**Required actions**
[a] Answer these about the passage on segmenting acute kidney tubular injury:
(i) Which class had the smallest number of annotations?
(ii) What mean DICE did the proposed model achieve?
(iii) How many parameters does SegFormer have?
[b] Write the next part of the passage on segmenting acute kidney tubular injury, starting right after its last sentence.

**Provided passage**

------------------------------------------------

To the best of our knowledge, there have been a limited number of reports on segmentation models for identifying injured tubules in patients with acute kidney injury. Our study presents a deep learning-based segmentation model for evaluating acute renal tubular injury in digitized PAS-stained images. We applied deep-learning models to identify the typical structural types of toxicity-induced acute tubular injuries, including glomeruli, healthy tubules, necrotic tubules, and tubules with casts. The DICE scores and IoU showed high and consistent performances in the segmentation of these regions. Notably, the performance of the proposed model was the highest for the glomerulus despite the glomerulus class having the smallest number of annotations. This suggests that the performance of the model can be improved further by adding more training data, particularly for the glomerulus class. Overall, the results suggest that the proposed segmentation model has the potential to be used in clinical applications for the accurate identification and segmentation of different kidney structures, particularly injured tubules. In future, we intend to translate the technique developed in this study to a human biopsy dataset. As a dissociation exists between histopathological findings and the clinical symptoms of AKI in some cases (such as volume depletion-induced AKI in allergic, cardiogenic, or hemorrhagic shock), renal biopsy may assist in assessing structural injury, differentiating the cause of AKI, and aiding in treatment1.

The proposed approach exhibited a similar or slightly higher performance than the state-of-the-art models. The mean DICE values for SegFormer and U-Net were 81.49% (ranging from 75.69 to 86.69%) and 70.27% (ranging from 53.66 to 82.18%), respectively, across the four classes, whereas our model yielded a mean DICE of 87.71% (ranging from 83.64 to 91.78%). The mean IoUs for SegFormer and U-Net were 69.97% (ranging from 61.55 to 76.77%) and 62.48% (ranging from 53.41 to 72.78%) across the four classes, respectively, whereas our model had a mean IoU of 79.68% (ranging from 75.49 to 86.09%). Therefore, compared with previously used methods for assessing renal tubular injury, the method proposed in this study may be effective for identifying injured renal tubules in acute kidney injury in terms of segmentation performance and computational complexity. It is noteworthy that our model exhibited a comparable or slightly better performance than Segformer, with significantly simpler computational complexity. SegFormer produced results with a high degree of parameter counts of 64 million, whereas our model, DeepLabV3, based on Mobile-net, presented relatively high efficiency with only 11 million parameter counts. This efficiency underscores the potential practical advantages of our model in terms of computational resources and model complexity.

------------------------------------------------

**Data listing**
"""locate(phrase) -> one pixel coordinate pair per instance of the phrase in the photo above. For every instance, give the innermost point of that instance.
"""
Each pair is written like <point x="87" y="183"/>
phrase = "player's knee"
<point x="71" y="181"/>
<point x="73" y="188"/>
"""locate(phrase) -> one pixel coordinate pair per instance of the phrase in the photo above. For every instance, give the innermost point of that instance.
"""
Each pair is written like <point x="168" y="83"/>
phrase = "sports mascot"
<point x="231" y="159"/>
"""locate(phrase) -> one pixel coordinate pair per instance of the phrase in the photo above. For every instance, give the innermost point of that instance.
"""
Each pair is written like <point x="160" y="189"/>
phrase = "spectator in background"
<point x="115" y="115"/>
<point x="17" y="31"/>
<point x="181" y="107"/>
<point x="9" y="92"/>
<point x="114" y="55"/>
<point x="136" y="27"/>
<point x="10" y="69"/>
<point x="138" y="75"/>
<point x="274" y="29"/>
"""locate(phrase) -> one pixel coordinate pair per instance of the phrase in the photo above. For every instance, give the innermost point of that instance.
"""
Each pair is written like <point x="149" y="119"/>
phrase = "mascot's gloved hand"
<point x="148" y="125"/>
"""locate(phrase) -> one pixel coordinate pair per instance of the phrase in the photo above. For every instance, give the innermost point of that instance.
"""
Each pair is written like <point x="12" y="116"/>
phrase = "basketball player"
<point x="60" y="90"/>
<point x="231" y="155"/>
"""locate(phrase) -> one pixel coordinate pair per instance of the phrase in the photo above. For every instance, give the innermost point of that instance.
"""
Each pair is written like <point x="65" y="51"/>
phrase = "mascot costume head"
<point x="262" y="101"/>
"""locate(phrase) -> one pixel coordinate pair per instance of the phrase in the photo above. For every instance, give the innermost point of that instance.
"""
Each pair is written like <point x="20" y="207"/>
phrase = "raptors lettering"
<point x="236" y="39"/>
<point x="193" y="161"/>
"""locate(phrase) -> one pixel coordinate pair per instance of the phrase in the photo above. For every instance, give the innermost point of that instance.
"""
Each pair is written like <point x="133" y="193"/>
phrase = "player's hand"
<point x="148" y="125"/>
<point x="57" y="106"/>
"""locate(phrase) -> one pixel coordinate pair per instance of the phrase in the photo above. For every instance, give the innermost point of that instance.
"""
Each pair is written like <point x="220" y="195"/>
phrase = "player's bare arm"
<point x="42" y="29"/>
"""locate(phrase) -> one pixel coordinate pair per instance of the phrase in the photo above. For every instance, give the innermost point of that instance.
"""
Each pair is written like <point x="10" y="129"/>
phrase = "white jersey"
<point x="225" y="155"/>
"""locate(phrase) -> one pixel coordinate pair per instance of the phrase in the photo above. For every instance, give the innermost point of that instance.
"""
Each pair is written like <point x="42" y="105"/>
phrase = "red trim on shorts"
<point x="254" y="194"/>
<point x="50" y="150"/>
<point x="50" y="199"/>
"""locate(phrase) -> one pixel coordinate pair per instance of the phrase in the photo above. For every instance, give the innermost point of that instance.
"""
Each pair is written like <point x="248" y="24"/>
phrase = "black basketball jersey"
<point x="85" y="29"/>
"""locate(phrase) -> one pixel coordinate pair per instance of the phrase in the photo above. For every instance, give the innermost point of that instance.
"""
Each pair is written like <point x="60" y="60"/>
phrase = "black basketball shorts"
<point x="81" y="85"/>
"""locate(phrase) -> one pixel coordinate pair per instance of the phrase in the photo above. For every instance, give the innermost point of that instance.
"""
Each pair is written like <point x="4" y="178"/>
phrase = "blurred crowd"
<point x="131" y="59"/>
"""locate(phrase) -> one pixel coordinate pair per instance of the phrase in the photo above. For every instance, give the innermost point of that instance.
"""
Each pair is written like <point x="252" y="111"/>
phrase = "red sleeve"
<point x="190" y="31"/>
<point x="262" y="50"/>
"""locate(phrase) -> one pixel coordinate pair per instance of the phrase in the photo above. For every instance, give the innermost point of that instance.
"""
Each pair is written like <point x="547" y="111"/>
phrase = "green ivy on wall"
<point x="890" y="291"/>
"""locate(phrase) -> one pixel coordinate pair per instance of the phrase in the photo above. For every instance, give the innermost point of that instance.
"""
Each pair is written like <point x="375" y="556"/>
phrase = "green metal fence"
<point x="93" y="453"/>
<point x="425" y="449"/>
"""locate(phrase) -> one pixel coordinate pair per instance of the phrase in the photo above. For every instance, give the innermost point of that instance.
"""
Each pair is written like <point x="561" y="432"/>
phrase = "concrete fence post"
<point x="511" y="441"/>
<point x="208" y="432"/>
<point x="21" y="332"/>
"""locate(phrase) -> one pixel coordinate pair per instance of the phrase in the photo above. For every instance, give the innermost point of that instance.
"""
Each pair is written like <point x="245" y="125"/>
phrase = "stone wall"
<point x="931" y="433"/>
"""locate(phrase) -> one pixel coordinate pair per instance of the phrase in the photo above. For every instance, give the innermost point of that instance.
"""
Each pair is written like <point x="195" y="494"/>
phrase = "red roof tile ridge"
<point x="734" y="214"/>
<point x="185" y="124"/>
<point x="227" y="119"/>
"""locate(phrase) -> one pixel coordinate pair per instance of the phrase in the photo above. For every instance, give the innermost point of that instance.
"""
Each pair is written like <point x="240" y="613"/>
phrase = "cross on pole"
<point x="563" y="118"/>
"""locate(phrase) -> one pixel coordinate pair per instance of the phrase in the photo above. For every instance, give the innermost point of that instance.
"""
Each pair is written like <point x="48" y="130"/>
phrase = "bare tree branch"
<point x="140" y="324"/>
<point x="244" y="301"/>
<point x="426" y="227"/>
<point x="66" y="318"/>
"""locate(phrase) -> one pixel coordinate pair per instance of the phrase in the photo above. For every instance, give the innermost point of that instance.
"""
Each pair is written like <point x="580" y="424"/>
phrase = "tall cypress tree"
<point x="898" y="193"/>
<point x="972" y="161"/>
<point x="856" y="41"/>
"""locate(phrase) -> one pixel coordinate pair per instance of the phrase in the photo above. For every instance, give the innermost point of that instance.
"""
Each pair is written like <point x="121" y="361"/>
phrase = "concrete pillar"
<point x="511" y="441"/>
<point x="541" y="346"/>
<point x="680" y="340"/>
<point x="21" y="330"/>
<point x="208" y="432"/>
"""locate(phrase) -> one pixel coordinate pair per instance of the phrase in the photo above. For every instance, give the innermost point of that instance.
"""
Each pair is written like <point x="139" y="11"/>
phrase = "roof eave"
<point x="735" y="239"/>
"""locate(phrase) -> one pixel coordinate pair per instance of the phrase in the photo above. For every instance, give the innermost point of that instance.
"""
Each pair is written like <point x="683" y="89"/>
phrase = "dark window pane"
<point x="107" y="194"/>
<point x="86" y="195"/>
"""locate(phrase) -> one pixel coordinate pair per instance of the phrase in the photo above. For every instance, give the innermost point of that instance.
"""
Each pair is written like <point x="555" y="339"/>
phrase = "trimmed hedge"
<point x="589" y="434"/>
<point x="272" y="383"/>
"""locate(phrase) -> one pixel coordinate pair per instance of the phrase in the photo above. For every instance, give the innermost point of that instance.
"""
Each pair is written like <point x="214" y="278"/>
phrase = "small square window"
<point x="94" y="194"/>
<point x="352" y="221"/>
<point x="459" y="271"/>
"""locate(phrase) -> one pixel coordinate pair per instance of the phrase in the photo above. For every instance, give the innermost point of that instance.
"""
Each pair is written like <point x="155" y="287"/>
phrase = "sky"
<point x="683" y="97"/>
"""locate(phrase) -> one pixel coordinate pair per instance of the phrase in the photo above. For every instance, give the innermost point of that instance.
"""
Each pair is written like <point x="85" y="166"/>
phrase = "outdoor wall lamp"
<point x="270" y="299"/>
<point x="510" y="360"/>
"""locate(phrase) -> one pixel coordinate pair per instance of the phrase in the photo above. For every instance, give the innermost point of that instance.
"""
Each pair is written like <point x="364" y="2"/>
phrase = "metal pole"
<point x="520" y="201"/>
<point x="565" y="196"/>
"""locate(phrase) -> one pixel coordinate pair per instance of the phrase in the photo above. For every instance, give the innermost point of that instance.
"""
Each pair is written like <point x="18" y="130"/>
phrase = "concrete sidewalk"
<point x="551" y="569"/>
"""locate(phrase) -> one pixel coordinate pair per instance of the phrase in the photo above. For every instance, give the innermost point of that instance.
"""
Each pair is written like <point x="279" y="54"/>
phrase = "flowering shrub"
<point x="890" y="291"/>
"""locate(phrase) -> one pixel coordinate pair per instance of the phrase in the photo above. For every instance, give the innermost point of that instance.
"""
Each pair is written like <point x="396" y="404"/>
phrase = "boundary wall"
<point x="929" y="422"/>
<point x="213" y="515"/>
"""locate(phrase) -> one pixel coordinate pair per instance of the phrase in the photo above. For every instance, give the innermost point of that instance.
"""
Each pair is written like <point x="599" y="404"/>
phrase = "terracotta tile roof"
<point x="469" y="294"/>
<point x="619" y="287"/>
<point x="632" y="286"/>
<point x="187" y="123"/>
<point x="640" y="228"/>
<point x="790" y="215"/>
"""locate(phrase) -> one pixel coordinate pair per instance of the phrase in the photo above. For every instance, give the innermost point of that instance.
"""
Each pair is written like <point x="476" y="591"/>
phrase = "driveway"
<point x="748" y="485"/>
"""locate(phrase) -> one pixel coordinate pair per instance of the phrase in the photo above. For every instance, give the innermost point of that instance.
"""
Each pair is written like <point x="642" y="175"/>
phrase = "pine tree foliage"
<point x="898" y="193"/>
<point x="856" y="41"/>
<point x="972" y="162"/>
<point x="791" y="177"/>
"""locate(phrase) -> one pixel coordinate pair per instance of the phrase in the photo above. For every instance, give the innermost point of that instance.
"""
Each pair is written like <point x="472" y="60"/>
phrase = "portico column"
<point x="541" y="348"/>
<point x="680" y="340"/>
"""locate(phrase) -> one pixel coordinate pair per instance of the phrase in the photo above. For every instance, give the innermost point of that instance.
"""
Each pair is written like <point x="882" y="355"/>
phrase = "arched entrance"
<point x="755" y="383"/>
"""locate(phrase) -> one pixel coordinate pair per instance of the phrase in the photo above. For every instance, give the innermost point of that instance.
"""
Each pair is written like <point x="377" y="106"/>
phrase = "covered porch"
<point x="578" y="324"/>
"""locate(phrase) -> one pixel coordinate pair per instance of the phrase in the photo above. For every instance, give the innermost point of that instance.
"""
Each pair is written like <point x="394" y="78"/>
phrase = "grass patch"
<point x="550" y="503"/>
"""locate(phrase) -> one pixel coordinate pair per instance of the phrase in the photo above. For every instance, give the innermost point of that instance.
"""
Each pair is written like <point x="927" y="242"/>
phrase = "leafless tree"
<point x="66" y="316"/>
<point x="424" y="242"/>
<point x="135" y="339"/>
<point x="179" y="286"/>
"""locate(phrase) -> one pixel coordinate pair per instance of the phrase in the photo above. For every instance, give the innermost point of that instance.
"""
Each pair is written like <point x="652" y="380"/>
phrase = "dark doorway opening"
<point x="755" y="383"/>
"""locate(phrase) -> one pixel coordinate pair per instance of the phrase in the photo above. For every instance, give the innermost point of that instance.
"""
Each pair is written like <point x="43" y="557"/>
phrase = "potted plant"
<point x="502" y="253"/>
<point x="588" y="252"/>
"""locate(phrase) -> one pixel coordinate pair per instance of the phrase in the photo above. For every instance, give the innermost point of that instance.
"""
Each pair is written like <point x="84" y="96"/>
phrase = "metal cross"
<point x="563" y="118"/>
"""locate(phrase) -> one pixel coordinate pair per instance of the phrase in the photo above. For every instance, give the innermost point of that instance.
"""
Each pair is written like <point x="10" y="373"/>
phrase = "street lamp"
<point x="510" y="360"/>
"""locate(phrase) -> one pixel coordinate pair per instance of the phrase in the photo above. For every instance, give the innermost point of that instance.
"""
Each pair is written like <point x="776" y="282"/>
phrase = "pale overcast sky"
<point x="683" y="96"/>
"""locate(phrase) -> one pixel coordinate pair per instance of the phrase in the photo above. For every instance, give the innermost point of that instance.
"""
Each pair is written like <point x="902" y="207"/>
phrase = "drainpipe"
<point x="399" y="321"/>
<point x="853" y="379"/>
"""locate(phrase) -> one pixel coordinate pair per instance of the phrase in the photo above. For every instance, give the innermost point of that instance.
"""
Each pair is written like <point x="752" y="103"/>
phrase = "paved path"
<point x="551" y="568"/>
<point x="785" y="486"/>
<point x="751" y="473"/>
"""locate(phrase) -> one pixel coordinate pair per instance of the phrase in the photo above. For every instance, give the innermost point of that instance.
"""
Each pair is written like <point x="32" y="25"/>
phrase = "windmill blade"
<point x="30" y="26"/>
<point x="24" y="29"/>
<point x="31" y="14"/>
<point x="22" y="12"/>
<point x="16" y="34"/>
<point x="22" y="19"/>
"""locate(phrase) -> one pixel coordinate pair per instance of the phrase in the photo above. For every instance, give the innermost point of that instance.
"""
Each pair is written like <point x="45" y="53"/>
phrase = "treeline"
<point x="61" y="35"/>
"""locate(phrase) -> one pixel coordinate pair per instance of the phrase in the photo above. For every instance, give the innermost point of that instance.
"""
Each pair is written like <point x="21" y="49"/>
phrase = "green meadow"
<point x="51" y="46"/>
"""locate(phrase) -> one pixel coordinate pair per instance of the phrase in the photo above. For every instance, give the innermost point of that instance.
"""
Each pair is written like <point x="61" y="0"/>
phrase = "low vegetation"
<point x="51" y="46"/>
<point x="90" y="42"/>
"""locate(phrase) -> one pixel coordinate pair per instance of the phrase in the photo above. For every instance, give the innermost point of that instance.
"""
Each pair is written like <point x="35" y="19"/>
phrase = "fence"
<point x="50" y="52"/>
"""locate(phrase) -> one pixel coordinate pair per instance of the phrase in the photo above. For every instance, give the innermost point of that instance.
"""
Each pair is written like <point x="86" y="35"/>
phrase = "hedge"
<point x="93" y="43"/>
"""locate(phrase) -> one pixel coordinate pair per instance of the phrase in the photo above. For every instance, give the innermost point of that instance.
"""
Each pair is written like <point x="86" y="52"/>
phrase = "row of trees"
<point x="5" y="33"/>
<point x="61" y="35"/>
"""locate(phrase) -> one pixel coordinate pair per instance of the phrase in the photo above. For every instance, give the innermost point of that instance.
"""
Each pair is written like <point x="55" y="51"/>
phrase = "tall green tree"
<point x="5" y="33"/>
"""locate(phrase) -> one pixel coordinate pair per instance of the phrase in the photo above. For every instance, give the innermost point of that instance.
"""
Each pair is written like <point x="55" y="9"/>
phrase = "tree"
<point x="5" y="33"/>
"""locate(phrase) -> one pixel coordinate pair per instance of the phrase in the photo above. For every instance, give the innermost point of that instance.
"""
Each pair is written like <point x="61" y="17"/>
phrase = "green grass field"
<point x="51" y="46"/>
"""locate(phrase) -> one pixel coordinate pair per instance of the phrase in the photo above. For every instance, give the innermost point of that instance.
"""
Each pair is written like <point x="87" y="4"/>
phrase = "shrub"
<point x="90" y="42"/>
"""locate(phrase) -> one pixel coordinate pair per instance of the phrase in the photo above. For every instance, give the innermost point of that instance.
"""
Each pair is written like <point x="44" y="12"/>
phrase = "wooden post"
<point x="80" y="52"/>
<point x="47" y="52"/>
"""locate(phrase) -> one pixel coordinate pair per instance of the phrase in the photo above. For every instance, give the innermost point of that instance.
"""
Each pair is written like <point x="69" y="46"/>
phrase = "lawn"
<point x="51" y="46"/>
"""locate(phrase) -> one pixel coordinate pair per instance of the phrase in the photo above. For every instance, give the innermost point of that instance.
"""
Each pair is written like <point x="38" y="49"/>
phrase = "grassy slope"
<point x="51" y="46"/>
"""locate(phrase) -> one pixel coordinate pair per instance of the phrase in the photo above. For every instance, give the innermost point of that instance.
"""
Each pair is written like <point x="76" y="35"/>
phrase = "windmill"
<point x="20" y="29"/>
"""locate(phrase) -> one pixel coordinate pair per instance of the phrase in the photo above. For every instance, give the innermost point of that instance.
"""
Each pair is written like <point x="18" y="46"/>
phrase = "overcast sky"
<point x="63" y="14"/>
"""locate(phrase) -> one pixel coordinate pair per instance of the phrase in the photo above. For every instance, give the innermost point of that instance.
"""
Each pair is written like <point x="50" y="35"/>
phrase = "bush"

------------------------------------------------

**Task responses**
[a]
(i) The glomerulus class
(ii) 87.71%
(iii) 64 million

[b]
Our study has some limitations. First, a deep-learning model was developed to evaluate the histological images of murine cisplatin-induced acute tubular injury. Although the histological structures of the mouse and human kidneys are similar, the distance or connective tissue area among the structures in the mouse kidney tissue is relatively small compared to that in humans. These closely located structures make it more difficult to distinguish the boundaries between them, particularly in necrotic areas where the basement membranes are occasionally not intact. Second, the number of WSIs and patches generated in this study was limited. A study that includes a larger number of annotations is underway and is expected to achieve higher performance in training the model. Third, when substances such as casts are present in the injured tubular lumen, the effectiveness of measuring the degree of tubular injury decreases.

Conclusion

The deep-learning segmentation model developed in this study can accurately identify the histopathological structures of injured renal tubules. The results serve as the basis for future studies with larger datasets, including mouse and human biopsy samples, which can provide new opportunities for applying the proposed methods to renal pathology.